_Исходный текст:_
%%
22 февраля исполнилось 40 дней со дня смерти профессора Николая Евгеньевича Емельянова. Профессор Андрей Борисович Ефимов знал Николая Евгеньевича Емельянова более 50-ти лет. Мы попросили Андрея Борисовича поделиться своими воспоминаниями о Николае Евгеньевиче.

«А потом нас всех посадят»

— Андрей Борисович, сколько лет вы знакомы с Николаем Евгеньевичем и как произошло ваше знакомство?

sl_body.prof_Emeljanov_big2

— Мы с Николаем Евгеньевичем знакомы много десятков лет. Я не помню точно, сколько. Где-то с начала шестидесятых годов, значит, пятьдесят лет.
%%
_Задания:_
- 1) Перескажите короче абзац исходного текста, начинающийся словами «22 февраля исполнилось», сохранив его основные факты.
- 2) Повторите дословно часть исходного текста: начните с того места, где стоят слова «22 февраля исполнилось», и остановитесь после слов «значит, пятьдесят лет.».

Строки данных:
%%
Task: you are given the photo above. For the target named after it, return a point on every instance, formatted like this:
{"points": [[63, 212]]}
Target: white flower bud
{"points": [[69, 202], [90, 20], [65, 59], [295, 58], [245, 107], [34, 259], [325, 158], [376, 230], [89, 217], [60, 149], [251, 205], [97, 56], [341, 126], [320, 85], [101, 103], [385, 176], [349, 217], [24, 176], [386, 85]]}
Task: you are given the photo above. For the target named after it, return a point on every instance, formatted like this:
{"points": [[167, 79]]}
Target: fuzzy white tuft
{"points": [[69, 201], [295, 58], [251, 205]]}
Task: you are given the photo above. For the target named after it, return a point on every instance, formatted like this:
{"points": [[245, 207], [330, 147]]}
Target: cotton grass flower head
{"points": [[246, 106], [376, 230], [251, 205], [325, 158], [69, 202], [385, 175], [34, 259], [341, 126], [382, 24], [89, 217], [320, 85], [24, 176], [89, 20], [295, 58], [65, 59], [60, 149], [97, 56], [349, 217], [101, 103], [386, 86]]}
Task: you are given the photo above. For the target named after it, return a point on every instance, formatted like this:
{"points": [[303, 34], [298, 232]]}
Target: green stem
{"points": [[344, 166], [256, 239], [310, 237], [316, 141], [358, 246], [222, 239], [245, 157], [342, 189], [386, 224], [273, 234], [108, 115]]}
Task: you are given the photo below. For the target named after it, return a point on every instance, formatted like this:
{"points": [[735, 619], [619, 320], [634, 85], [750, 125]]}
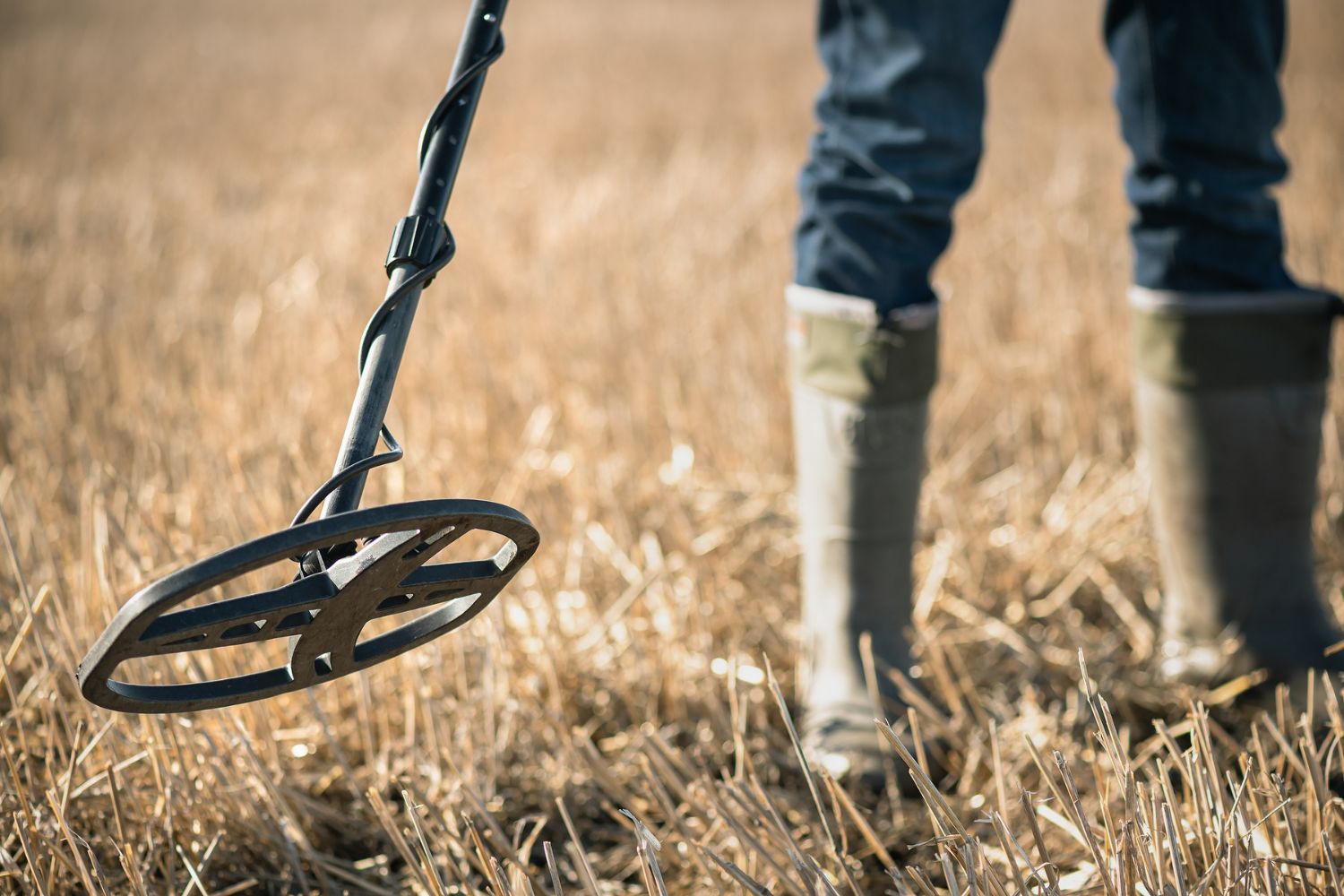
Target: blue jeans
{"points": [[900, 137]]}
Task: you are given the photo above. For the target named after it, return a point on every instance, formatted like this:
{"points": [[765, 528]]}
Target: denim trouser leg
{"points": [[900, 142], [1199, 99]]}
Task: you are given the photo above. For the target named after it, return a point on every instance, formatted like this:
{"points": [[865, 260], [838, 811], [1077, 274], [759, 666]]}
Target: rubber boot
{"points": [[1230, 392], [860, 398]]}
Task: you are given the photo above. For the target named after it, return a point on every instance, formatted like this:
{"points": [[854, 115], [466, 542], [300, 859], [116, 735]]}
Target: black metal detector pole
{"points": [[355, 564], [438, 172]]}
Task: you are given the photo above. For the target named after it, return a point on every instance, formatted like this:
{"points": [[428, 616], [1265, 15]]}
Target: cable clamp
{"points": [[417, 239]]}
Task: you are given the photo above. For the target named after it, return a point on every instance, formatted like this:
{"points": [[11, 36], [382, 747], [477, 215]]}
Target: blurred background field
{"points": [[194, 206]]}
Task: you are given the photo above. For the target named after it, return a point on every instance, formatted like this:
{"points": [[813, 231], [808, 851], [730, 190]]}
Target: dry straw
{"points": [[193, 206]]}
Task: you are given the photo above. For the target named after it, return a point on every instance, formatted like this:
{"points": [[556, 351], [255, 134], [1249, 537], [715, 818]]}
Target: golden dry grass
{"points": [[194, 202]]}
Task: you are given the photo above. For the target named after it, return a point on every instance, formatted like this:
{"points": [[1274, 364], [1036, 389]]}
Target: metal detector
{"points": [[354, 564]]}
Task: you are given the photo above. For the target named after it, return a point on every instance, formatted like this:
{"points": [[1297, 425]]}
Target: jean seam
{"points": [[1150, 113]]}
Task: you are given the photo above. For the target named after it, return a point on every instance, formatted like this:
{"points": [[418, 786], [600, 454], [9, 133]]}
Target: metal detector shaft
{"points": [[438, 172]]}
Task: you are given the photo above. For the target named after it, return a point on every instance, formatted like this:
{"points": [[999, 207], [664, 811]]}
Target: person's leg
{"points": [[1231, 358], [898, 144]]}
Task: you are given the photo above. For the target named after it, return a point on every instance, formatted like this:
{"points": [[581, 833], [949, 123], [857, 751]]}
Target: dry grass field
{"points": [[194, 206]]}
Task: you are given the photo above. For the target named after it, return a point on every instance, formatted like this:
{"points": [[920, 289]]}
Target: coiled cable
{"points": [[416, 281]]}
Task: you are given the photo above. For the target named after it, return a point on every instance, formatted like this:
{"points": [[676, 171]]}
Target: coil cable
{"points": [[316, 560]]}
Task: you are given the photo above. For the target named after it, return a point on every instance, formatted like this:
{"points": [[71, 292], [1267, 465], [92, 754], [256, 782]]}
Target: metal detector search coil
{"points": [[355, 565]]}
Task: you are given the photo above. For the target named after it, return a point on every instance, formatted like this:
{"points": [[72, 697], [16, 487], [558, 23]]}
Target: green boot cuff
{"points": [[1231, 340], [838, 346]]}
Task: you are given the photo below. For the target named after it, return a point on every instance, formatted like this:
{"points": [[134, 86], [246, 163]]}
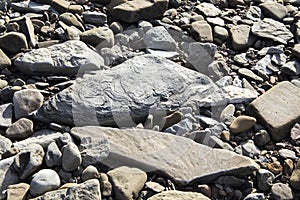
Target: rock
{"points": [[95, 18], [71, 158], [25, 101], [17, 191], [271, 29], [98, 37], [4, 60], [71, 20], [21, 129], [242, 123], [273, 10], [127, 182], [90, 172], [43, 181], [42, 137], [29, 160], [13, 42], [178, 195], [5, 144], [264, 179], [291, 68], [261, 138], [53, 155], [241, 38], [202, 31], [208, 9], [284, 97], [133, 11], [128, 152], [281, 191], [159, 38], [130, 103], [61, 59]]}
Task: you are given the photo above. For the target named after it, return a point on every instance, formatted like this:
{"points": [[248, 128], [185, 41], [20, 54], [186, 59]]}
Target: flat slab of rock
{"points": [[278, 109], [179, 158], [124, 94], [61, 59], [274, 30]]}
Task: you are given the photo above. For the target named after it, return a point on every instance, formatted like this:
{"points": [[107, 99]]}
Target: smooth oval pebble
{"points": [[242, 123]]}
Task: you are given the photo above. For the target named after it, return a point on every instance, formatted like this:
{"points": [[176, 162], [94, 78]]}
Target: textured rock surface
{"points": [[125, 93], [61, 59], [280, 115], [177, 157]]}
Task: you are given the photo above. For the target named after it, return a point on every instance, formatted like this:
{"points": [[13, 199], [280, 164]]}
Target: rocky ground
{"points": [[158, 100]]}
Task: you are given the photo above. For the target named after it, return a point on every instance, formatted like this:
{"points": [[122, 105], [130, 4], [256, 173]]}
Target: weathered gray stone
{"points": [[285, 98], [127, 182], [175, 156], [61, 59], [124, 94], [274, 30], [133, 11]]}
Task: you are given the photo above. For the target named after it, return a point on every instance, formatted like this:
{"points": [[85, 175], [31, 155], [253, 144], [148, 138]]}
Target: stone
{"points": [[98, 37], [4, 60], [71, 158], [274, 10], [131, 96], [208, 9], [281, 191], [127, 182], [159, 38], [8, 175], [29, 160], [71, 20], [21, 129], [271, 29], [178, 195], [125, 150], [202, 31], [95, 18], [291, 68], [25, 101], [17, 191], [241, 38], [43, 181], [264, 179], [13, 42], [60, 59], [242, 123], [5, 144], [284, 97], [53, 155], [90, 172], [133, 11]]}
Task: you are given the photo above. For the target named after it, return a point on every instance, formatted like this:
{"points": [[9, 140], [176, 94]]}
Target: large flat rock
{"points": [[278, 109], [61, 59], [180, 158], [123, 95]]}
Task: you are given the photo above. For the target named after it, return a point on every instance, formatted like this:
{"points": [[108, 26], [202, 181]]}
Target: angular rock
{"points": [[178, 195], [271, 29], [177, 157], [4, 60], [126, 93], [127, 182], [135, 10], [279, 116], [61, 59], [13, 42], [21, 129], [25, 101], [43, 181]]}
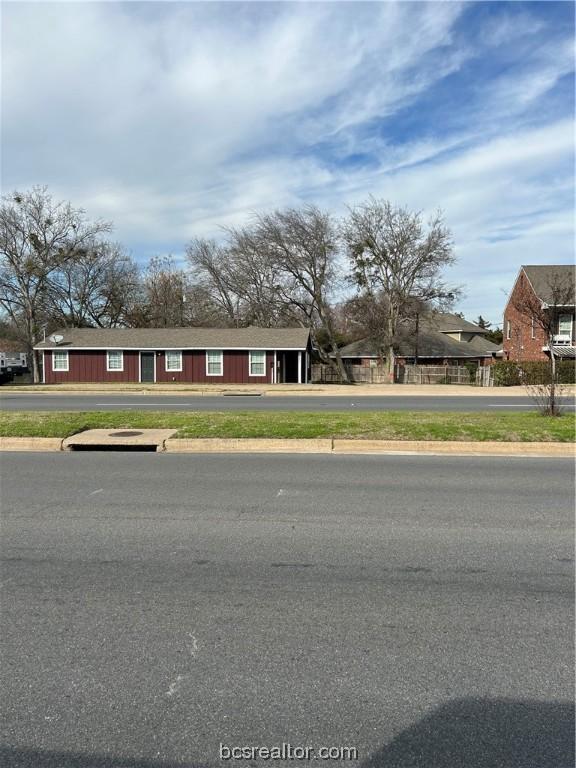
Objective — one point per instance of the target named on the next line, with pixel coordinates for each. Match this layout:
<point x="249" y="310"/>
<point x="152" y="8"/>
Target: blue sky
<point x="175" y="119"/>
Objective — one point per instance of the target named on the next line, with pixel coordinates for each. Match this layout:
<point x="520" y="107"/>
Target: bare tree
<point x="392" y="252"/>
<point x="544" y="314"/>
<point x="37" y="238"/>
<point x="212" y="271"/>
<point x="303" y="245"/>
<point x="98" y="287"/>
<point x="165" y="289"/>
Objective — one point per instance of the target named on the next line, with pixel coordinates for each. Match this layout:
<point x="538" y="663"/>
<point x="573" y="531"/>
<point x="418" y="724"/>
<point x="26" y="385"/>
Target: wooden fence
<point x="360" y="374"/>
<point x="443" y="374"/>
<point x="406" y="374"/>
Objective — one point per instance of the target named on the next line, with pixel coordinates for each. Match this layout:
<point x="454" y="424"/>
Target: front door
%%
_Ответы по заданиям:_
- 1) 22 февраля исполнилось 40 дней со дня смерти профессора Николая Евгеньевича Емельянова. Профессора Андрея Борисовича Ефимова, знавшего его более 50 лет, попросили поделиться воспоминаниями о нём.

- 2)
22 февраля исполнилось 40 дней со дня смерти профессора Николая Евгеньевича Емельянова. Профессор Андрей Борисович Ефимов знал Николая Евгеньевича Емельянова более 50-ти лет. Мы попросили Андрея Борисовича поделиться своими воспоминаниями о Николае Евгеньевиче.

«А потом нас всех посадят»

— Андрей Борисович, сколько лет вы знакомы с Николаем Евгеньевичем и как произошло ваше знакомство?

sl_body.prof_Emeljanov_big2

— Мы с Николаем Евгеньевичем знакомы много десятков лет. Я не помню точно, сколько. Где-то с начала шестидесятых годов, значит, пятьдесят лет.